=== DATASET ENTRIES ===

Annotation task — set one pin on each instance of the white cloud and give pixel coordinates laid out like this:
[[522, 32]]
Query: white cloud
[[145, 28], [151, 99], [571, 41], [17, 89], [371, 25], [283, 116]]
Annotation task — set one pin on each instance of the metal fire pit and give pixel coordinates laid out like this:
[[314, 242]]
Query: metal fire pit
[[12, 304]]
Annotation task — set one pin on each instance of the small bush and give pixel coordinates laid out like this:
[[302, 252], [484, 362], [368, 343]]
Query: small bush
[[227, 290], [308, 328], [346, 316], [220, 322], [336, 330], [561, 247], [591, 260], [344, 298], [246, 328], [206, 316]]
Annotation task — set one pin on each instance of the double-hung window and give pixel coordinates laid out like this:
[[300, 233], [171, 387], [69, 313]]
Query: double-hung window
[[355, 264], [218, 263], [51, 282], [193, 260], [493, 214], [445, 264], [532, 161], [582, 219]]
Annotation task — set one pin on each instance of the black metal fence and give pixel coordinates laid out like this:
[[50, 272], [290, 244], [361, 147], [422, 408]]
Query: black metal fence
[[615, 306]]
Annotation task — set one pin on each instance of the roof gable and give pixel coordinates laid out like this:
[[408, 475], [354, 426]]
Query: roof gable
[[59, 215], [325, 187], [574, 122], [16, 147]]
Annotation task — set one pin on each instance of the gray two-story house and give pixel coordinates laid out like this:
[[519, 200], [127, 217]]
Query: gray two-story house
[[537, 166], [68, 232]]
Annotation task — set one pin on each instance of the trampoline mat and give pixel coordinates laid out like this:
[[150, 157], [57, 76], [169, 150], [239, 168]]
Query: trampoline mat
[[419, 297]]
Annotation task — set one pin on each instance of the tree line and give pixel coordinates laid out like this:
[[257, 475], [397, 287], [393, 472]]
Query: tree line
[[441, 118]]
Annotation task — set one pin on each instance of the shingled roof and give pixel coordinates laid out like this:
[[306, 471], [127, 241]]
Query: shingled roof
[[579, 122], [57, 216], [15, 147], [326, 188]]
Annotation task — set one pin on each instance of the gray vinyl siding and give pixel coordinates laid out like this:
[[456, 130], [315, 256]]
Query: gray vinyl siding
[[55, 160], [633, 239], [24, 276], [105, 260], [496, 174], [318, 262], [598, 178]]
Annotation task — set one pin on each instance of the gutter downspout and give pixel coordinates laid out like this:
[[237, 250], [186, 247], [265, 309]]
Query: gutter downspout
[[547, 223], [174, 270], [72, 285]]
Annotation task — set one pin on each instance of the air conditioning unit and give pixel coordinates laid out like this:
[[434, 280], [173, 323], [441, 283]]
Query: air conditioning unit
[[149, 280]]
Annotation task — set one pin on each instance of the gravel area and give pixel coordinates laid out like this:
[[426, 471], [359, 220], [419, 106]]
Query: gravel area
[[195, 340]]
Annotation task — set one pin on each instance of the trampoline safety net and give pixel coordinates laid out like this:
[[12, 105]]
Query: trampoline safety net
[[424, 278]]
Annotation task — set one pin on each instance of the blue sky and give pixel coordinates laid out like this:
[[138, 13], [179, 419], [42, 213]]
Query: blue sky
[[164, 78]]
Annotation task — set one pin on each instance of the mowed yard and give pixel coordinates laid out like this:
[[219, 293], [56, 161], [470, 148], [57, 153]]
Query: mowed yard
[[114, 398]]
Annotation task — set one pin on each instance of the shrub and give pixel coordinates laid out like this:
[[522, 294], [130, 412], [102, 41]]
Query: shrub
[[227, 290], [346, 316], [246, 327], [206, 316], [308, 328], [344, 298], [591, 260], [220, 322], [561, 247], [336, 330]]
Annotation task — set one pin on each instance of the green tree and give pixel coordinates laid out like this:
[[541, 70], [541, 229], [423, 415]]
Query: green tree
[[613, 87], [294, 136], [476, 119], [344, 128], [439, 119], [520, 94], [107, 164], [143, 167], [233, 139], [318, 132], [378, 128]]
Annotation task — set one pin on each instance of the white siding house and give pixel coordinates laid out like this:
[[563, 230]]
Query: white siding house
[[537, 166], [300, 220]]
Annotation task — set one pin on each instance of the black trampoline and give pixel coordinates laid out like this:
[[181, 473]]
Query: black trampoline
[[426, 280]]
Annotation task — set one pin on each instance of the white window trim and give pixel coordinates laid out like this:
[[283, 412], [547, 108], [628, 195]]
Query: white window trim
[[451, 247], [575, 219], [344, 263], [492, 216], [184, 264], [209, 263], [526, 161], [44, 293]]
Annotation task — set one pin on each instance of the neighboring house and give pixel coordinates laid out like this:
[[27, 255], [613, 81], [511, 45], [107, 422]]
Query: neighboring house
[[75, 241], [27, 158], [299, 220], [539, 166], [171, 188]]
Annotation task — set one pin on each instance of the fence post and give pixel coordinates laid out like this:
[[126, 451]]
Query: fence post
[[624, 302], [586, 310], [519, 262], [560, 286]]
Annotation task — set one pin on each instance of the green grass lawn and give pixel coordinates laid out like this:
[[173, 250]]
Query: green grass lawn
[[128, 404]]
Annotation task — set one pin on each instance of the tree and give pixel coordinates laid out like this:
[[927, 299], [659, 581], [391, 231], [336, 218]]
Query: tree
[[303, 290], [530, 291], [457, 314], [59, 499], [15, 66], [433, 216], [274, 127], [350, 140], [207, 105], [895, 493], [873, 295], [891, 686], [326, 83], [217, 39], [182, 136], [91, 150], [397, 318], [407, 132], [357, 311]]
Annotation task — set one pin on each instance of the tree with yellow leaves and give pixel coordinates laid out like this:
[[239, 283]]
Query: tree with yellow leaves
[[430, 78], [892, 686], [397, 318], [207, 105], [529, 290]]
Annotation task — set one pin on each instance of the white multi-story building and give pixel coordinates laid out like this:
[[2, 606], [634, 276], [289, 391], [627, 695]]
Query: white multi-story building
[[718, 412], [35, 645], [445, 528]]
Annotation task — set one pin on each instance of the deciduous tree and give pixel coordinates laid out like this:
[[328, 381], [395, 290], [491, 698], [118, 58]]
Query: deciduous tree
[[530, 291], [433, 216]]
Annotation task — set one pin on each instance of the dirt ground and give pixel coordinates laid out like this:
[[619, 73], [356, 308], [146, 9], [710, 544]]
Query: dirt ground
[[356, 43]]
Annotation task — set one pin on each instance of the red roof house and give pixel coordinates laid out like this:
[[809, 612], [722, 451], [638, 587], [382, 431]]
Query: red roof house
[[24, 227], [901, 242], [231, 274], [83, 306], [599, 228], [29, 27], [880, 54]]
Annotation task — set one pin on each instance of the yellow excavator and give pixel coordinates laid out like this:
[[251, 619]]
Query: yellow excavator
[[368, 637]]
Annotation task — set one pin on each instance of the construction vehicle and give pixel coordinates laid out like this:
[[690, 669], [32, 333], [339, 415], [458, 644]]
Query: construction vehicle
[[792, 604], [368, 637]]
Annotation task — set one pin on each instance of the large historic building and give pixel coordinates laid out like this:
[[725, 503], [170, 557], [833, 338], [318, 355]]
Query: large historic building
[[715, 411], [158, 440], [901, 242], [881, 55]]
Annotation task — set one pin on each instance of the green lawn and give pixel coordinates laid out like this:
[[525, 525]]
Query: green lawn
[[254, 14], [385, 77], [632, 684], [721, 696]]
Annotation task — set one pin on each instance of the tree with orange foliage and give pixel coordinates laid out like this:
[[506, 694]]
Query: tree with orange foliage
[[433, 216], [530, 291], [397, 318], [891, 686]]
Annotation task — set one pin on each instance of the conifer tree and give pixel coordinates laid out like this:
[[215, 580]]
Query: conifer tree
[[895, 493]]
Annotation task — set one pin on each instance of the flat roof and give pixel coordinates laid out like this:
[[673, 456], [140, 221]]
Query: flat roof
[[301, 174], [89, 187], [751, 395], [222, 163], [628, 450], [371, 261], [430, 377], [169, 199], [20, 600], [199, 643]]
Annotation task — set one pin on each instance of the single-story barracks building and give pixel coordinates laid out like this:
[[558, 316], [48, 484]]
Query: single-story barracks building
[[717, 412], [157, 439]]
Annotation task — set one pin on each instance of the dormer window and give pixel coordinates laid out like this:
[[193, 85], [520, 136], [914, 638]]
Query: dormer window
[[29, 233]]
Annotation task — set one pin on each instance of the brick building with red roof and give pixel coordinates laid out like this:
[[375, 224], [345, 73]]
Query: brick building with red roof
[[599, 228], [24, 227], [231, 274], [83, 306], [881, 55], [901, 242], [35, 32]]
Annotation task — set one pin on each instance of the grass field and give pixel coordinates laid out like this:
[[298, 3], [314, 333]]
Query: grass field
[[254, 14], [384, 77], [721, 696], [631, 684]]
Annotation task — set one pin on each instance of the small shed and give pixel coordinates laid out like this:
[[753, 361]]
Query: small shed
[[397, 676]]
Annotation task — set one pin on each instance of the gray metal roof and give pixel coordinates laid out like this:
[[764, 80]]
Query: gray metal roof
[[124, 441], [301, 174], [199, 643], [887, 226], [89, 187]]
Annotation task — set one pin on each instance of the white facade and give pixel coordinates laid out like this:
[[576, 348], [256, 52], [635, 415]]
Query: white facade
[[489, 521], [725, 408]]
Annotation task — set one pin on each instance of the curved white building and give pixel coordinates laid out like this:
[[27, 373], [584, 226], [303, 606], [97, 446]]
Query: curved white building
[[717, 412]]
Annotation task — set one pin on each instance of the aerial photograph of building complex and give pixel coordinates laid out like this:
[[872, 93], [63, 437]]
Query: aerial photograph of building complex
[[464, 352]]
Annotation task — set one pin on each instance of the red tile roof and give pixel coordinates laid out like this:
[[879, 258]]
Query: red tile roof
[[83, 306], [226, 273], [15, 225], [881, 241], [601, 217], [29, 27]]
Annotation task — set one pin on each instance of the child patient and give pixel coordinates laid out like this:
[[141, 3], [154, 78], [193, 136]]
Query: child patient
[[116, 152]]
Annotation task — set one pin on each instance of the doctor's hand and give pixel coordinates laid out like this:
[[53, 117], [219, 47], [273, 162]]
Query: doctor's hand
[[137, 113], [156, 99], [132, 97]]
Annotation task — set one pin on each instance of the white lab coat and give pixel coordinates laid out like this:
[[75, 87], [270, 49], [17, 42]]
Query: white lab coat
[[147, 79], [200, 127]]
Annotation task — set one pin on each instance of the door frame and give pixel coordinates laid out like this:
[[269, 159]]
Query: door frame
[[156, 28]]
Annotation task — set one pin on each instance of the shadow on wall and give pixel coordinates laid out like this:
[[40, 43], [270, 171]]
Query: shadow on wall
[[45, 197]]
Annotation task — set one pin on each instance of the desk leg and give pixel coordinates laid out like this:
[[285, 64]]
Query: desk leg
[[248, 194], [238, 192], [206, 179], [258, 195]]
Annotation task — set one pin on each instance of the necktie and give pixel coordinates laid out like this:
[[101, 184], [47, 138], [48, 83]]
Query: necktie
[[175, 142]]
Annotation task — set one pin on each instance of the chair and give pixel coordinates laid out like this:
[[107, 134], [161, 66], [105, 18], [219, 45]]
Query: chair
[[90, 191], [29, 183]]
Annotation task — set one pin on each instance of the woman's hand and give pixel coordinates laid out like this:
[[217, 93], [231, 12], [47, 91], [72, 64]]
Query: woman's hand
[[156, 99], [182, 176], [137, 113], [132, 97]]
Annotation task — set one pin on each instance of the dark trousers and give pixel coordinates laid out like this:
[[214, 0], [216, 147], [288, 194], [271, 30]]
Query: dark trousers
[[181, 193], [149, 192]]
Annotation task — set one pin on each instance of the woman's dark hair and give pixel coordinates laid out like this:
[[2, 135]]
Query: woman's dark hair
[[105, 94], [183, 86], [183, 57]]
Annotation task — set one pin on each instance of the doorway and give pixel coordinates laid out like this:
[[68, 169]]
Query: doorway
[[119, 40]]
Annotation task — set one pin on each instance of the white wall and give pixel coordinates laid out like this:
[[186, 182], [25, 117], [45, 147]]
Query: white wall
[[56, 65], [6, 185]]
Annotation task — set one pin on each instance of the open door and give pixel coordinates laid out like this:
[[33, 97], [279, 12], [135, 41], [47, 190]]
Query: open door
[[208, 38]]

===

__STATED TASK__. Reproduce the material word for word, from its first line through the line containing "[[615, 306]]", with both of those lines included.

__CORRECT ANSWER__.
Annotation task — set one pin on each instance of the white cloud and give pixel coordinates laid out like this:
[[522, 32]]
Query: white cloud
[[145, 28], [151, 99], [571, 41], [17, 89], [371, 25], [283, 116]]
Annotation task — set one pin on each instance of the metal fire pit and give pixel coordinates laid out like this:
[[314, 242]]
Query: metal fire pit
[[12, 304]]
Annotation task — set one pin on each instance of the small bush and give pixel coordinates laid out like this:
[[302, 252], [484, 362], [368, 343]]
Query: small bush
[[227, 290], [308, 328], [346, 316], [220, 322], [336, 330], [561, 247], [591, 260], [344, 298], [246, 328], [206, 316]]
Annotation task — set one pin on each instance of the double-hung window and give pixel coordinates laid out like this:
[[300, 233], [171, 387], [69, 313]]
Query: double-hung window
[[355, 264], [218, 263], [51, 282], [193, 260], [493, 214], [445, 264], [532, 161], [582, 219]]
Annotation task — set one pin on each instance of the black metal fence and give pixel coordinates laid out like this:
[[50, 272], [290, 244], [361, 147], [422, 408]]
Query: black metal fence
[[615, 306]]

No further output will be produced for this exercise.